--- START SELECTED EXTRACT ---
Where a change in legislation or case law (the law) affects the content of a public ruling, the change in the law overrides the public ruling—that is, the Commissioner will determine the tax liability or eligibility for a concession, grant or exemption, as the case may be, in accordance with the law.

What this ruling is about

  1. The Pay-roll Tax (Harmonisation) Amendment Act 2008 amended the Payroll Tax Act 1971 (the Payroll Tax Act) with effect from 1 July 2008 to harmonise certain aspects of Queensland’s payroll tax system with the systems of other jurisdictions.
  2. Even though a golf club may set a minimum number of working hours, a golf professional is unlikely to be a common law employee as the golf professional may be carrying on a business of providing professional golf services (whether in his/her own capacity, partnership or an incorporated entity). In addition, a golf professional is not usually entitled to the various types of paid leave that an employee is normally entitled to.
  3. The income of a golf professional may include prize money, proceeds from the sale of goods in the pro shop, fees for golf lessons provided, and retainer and commission payments from a golf club.
  4. The purpose of this Public Ruling is to clarify a golf club’s payroll tax liability on payments made to a golf professional.

Ruling and explanation

  1. Although a golf professional is unlikely to be a common law employee of a golf club, the golf professional may be deemed as an employee of the golf club; and any payments made to the golf professional may be deemed as wages under Division 1A of Part 2 of the Payroll Tax Act (the Contractor Provisions). Deemed wages are subject to payroll tax under s.13E of the Payroll Tax Act.
  2. However, payments made by a golf club to a golf professional may be exempt from payroll tax if:
    1. the golf professional provides services to the golf club for no more than 90 days in a financial year (s.13B(2)(b)(iii) of the Payroll Tax Act). For more information on what constitutes a day’s work, refer to Public Ruling PTA014
    2. the golf professional engages another person to assist in providing the services to the golf club (s.13B(2)(c) of the Payroll Tax Act). That person must be engaged in a substantially full-time capacity and provide services required of the golf professional under the contract between the golf professional and the club. Further, that person cannot merely be providing administrative services to the golf professional’s business
    3. the Commissioner is satisfied that the golf professional provides the same kind of services provided to the club to the general public in that financial year (s.13B(2)(b)(iv) of the Payroll Tax Act). The Commissioner would generally accept that the golf professional provides services to the general public if the golf professional earns more than 50 per cent of his/her income as a golf professional from sources other than the golf club that engages him/her.
--- END SELECTED EXTRACT ---
--- START RECORDED INFORMATION ---
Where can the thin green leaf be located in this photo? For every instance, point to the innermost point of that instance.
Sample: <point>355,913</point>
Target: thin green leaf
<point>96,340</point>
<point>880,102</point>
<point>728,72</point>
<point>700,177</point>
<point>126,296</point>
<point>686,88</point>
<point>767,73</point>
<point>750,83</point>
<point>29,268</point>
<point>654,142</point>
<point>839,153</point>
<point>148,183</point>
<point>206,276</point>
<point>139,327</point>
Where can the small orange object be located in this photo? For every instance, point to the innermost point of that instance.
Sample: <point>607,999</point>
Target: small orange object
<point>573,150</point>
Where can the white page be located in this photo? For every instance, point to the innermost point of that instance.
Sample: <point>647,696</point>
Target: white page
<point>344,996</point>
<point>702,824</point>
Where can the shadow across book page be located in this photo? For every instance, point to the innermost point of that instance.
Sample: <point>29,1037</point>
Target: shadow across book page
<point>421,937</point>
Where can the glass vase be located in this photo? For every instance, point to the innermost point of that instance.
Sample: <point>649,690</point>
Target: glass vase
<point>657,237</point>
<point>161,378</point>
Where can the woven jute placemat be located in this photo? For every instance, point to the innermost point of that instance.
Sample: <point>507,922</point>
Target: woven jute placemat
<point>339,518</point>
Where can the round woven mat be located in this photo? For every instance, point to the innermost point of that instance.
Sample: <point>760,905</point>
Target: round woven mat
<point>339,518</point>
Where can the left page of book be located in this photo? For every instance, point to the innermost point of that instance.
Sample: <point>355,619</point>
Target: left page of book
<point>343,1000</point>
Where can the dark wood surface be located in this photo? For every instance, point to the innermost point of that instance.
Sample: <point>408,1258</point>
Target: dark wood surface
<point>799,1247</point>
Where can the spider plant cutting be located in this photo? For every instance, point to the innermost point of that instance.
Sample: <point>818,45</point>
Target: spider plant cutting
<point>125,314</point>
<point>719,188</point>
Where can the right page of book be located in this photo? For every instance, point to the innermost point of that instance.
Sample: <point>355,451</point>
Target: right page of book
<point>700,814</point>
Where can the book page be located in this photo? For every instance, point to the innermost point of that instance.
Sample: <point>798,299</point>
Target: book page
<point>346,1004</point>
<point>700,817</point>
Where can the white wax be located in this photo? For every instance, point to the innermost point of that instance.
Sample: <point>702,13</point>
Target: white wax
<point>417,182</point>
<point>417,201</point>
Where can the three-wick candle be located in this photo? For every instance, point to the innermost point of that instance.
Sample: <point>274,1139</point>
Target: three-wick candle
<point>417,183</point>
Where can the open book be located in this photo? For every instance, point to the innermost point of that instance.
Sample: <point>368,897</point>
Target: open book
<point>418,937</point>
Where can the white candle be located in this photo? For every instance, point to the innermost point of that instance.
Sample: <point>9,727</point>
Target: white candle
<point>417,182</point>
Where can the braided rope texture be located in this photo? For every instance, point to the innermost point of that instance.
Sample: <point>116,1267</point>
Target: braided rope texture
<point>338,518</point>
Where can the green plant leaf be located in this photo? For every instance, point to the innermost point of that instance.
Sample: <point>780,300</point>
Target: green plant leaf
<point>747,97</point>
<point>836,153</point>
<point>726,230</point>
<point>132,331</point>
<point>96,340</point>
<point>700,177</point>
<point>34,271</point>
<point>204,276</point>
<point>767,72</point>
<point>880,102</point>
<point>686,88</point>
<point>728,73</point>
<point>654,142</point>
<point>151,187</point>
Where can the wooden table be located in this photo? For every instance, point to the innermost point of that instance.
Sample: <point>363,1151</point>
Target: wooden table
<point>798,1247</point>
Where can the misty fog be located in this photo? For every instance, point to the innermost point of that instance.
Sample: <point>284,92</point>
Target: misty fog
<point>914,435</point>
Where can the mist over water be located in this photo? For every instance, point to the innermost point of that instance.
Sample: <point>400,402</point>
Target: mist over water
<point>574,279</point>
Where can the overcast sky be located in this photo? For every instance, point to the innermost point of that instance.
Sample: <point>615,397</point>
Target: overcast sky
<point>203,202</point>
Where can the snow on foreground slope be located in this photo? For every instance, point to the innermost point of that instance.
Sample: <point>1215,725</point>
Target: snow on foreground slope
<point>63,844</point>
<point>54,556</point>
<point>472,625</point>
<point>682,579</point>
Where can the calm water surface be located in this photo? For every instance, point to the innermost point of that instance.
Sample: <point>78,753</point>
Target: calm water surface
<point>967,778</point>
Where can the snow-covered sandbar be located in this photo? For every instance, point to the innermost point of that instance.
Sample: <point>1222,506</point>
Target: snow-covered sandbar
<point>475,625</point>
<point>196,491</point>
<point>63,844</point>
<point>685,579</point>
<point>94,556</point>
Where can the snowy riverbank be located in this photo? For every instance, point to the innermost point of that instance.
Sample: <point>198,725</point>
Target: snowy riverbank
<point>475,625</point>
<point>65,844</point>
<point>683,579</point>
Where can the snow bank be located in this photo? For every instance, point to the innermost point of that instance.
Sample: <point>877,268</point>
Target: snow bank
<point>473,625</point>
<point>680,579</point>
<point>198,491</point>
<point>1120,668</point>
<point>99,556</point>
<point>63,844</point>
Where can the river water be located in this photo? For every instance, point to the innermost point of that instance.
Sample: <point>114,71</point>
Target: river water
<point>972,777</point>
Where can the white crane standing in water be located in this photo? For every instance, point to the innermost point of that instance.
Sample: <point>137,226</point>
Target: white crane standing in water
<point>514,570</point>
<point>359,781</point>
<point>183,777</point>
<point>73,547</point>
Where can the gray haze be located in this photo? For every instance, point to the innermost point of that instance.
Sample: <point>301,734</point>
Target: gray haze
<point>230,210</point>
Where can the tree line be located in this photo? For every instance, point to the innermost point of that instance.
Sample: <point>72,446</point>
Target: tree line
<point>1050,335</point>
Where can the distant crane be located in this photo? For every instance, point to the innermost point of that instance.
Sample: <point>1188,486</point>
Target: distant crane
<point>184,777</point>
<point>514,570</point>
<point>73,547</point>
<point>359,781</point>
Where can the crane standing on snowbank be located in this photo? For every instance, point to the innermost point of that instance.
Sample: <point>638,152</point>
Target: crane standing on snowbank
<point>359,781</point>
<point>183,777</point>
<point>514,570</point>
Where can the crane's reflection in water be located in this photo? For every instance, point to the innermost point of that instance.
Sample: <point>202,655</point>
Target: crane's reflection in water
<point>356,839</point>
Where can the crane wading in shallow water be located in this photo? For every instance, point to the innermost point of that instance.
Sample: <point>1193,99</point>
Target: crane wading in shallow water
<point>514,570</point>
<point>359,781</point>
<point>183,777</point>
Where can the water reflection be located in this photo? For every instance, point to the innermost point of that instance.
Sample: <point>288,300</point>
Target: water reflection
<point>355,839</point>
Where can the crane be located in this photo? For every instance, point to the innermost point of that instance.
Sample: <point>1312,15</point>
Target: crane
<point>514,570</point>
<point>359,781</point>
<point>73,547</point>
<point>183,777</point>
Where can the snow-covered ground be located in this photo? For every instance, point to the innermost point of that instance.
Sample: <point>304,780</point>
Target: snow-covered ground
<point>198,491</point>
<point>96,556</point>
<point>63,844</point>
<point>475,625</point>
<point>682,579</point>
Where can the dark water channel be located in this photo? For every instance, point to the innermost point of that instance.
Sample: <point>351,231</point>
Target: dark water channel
--- END RECORDED INFORMATION ---
GIVEN PROBLEM >>
According to the payroll tax ruling, for at most how many days in a financial year can a golf professional provide services to a golf club for the payments to be exempt on that ground?

COMPLETE OUTPUT >>
No more than 90 days.